Work to do: Recast all of the material below as a two-column CSV with the headers label_text and point. Give one row for each passage of text and the point that follows it, and put each value in a single quoted field with any line breaks replaced by spaces.

------ Data provided

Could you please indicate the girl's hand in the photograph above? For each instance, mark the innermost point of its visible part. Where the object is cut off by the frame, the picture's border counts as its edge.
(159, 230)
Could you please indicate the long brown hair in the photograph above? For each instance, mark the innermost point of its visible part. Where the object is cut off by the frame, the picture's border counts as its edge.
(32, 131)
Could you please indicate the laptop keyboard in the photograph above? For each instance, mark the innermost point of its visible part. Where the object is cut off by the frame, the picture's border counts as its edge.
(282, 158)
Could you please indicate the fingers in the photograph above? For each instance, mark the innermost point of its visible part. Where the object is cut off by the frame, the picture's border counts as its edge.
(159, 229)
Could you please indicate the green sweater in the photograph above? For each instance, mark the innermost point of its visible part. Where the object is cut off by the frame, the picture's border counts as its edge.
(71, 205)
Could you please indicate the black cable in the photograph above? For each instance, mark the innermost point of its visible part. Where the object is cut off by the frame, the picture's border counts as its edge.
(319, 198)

------------

Response:
label_text,point
"Could you please indicate the girl's hand in the photograph above? For each instance, mark the innermost point of its visible part. Where the object is cut off by the frame, the picture's border counts as its edge.","(159, 230)"
"Could you please indicate the long brown hair in the photograph above? For each instance, mark the innermost point of its visible part. Where the object is cut off by the frame, the picture's border counts as its edge.","(32, 131)"
"Could you please indicate the laptop keyboard in the photograph above? For each instance, mark the innermost point of its visible part. Where the object is cut off by the frame, the picture's border counts as its edge.","(282, 158)"
"Could you please indicate the fingers in the photograph above? For each instance, mark the innermost point of its visible part. Where the object is cut off by the frame, the picture's border counts as its edge.","(159, 229)"
"Could you please indicate the green sweater in the photograph above? For each instance, mark the innermost point of its visible part. Where the object is cut off by the frame, the picture's border counts as its edge.","(71, 205)"
"Could you please indicate the black cable in the photograph above? For each instance, mark the innermost point of its visible part. Where the object is cut off by the frame, the picture's border counts as its edge.","(319, 198)"